Exercise set:
(1) Retype the part of the court opinion that starts at "IV. But we do" and ends at "for his crime.", with no changes.
(2) Find every line in the rows that contains the string "plant", matching case exactly, and copy each of those lines.

Text provided:
================

The answer on its face shows that the note sued on was procured by a threat to institute a civil suit based on the forgery, and also upon the forged notes, and furthermore by the prosecution of said Begley, Jr., criminally for the crime of forgery, "which prosecution at the time was threatened by plaintiff."
IV. But we do not think that it was necessary for defendants to allege that plaintiff threatened to itself criminally prosecute said George Begley, Jr. It is sufficient if plaintiff threatened such action (which is alleged) as would notify the Threatened public officials of said county of such forgery, Prosecution: because it is to be presumed (as it is also Exposure. alleged) that as soon as such officials learned of such felony they would do their duty and prosecute said George Begley, Jr., criminally for his crime.
In American Mfg. Co. v. St. Louis, 192 S.W. 399, above cited, it was ruled by this court, that the refusal of the collector to issue a merchant's license to the plaintiff on the tender of lawful fee therefor was itself a threat on the part of the collector to do his duty in such cases, and to arrest and prosecute and not permit plaintiff to do business without obtaining such license, although he required plaintiff to pay an illegal charge therefor in order to obtain it.
In Lacks v. Butler County Bank, 204 Mo. 456, supra, this court held that a threat on the part of the bank to notify the surety company on the cashier's bond that he was short in his accounts, was a threat on the part of the bank itself to prosecute the cashier for embezzlement, as the surety company, on obtaining such information, would presumably prosecute the cashier. The court said, at page 479: "Ferguson, a defendant, admits threats, but says that he had in mind the surety company when he said that Lacks had better fix it up or that he would be prosecuted. The surety company was not mentioned. Begley's testimony was not all it should be to justify the defendants' position in the case. He admits that he desired and requested that they notify the surety company, and Abington says, `They [the Lacks] knew what that meant.' Abington heard the directors discuss the matter of notifying the company. It can make no difference whether the threat was for the bank officials to directly prosecute or indirectly prosecute through the agency of the surety company."

================

Working data:

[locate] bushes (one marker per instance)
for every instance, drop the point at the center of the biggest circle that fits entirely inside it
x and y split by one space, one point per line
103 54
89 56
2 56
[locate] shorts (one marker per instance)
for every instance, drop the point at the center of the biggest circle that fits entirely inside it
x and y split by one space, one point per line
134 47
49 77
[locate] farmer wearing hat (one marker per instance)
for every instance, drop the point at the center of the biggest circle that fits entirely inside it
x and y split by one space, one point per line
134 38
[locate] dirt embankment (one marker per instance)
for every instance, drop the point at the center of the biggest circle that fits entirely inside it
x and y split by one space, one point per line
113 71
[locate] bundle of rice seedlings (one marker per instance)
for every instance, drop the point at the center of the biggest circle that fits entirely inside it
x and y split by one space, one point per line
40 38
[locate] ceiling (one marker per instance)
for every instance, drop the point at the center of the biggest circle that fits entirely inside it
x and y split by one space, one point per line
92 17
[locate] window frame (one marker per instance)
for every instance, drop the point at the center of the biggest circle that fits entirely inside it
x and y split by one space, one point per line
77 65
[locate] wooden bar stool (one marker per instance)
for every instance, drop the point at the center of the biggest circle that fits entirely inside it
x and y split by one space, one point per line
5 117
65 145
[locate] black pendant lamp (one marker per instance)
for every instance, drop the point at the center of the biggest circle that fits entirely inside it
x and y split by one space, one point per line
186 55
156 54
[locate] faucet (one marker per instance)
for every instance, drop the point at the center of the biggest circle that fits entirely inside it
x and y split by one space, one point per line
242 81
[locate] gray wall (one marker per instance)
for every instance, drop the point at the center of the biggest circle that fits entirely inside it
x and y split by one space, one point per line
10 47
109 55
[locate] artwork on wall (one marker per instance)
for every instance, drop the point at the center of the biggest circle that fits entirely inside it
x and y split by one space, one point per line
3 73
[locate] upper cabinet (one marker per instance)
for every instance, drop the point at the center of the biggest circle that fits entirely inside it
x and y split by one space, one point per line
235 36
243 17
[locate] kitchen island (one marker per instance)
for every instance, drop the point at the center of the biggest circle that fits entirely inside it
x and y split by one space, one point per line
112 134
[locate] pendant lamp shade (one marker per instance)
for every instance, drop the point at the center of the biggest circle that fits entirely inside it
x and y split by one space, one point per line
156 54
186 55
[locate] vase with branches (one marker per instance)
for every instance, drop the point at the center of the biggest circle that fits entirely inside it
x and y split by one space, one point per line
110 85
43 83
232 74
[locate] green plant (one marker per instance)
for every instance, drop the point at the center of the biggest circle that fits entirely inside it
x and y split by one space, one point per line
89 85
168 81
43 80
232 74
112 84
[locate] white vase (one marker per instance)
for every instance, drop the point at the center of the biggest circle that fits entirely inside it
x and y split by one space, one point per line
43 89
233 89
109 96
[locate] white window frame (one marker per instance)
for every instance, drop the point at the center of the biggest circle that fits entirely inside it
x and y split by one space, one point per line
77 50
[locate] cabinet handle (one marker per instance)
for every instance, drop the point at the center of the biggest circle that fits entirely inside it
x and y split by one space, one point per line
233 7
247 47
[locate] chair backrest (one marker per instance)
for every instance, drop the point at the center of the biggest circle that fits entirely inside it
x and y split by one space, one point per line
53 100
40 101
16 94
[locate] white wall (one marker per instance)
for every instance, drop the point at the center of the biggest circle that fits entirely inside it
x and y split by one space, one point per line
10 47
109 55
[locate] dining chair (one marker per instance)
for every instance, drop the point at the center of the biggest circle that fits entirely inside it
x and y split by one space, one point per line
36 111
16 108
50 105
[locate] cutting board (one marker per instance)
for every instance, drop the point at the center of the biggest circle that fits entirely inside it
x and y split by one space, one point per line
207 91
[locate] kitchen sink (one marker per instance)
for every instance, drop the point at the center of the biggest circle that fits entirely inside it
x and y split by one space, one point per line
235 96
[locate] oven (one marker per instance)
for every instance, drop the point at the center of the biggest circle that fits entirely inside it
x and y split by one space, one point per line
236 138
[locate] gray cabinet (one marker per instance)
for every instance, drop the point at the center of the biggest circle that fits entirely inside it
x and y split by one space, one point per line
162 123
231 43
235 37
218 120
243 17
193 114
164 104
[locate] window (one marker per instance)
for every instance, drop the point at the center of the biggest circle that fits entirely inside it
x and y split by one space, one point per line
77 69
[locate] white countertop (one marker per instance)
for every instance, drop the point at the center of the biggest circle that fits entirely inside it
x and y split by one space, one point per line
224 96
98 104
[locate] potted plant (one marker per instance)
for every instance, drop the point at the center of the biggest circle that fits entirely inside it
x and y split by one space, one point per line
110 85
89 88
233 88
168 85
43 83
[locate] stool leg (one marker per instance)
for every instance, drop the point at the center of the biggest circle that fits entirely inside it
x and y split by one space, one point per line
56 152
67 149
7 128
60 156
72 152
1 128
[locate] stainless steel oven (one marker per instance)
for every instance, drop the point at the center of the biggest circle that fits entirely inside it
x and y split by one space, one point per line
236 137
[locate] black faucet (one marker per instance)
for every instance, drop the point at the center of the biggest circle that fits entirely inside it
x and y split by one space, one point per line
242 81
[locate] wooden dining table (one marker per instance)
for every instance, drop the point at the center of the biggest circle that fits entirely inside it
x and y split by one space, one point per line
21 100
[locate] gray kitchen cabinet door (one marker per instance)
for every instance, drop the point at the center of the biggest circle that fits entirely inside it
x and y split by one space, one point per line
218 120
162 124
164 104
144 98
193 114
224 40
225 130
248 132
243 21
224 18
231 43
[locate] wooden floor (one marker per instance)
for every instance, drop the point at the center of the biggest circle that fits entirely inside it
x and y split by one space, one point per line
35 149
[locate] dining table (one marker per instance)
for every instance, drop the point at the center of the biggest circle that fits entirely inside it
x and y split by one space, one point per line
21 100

================

Exercise solutions:
(1)
IV. But we do not think that it was necessary for defendants to allege that plaintiff threatened to itself criminally prosecute said George Begley, Jr. It is sufficient if plaintiff threatened such action (which is alleged) as would notify the Threatened public officials of said county of such forgery, Prosecution: because it is to be presumed (as it is also Exposure. alleged) that as soon as such officials learned of such felony they would do their duty and prosecute said George Begley, Jr., criminally for his crime.

(2)
[locate] green plant (one marker per instance)
[locate] potted plant (one marker per instance)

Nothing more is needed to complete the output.